Data shown ->
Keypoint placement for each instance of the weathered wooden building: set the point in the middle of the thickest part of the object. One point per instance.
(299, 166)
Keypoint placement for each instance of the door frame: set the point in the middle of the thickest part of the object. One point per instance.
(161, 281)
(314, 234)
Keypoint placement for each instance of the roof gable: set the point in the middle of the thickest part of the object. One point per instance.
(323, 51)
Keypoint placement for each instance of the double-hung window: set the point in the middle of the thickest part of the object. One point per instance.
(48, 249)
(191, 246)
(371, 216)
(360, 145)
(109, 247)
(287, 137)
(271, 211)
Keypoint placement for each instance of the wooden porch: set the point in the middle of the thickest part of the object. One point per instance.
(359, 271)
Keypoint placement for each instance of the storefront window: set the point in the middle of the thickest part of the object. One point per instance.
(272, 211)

--

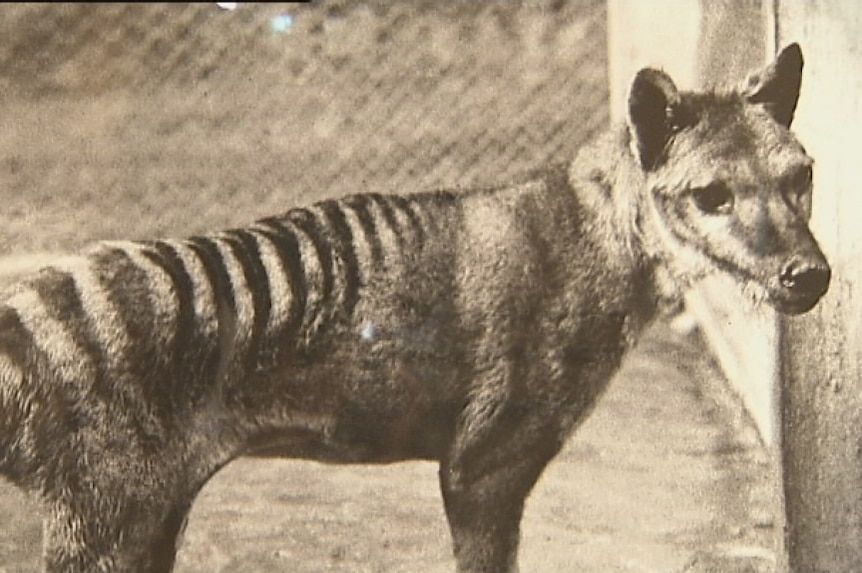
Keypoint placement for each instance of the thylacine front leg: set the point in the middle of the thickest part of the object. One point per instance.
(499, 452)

---

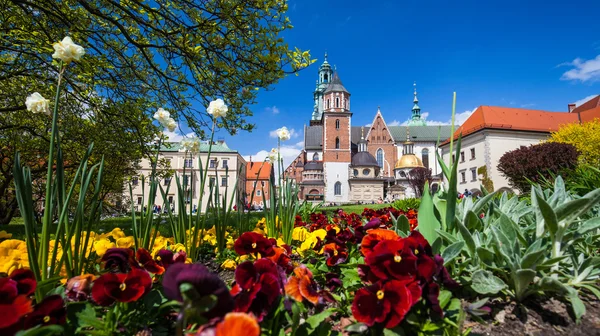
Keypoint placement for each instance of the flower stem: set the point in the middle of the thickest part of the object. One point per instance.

Your objective -> Please show every line in the data above that contains the string "wooden", matching case exactly.

Output for this task ->
Keypoint placement for each instance of the weathered wooden building: set the point in the middle of the thickest part of the object. One point per instance.
Keypoint placement for each instance of the wooden porch: set the point in the middle of the thickest part of the object. One point per instance.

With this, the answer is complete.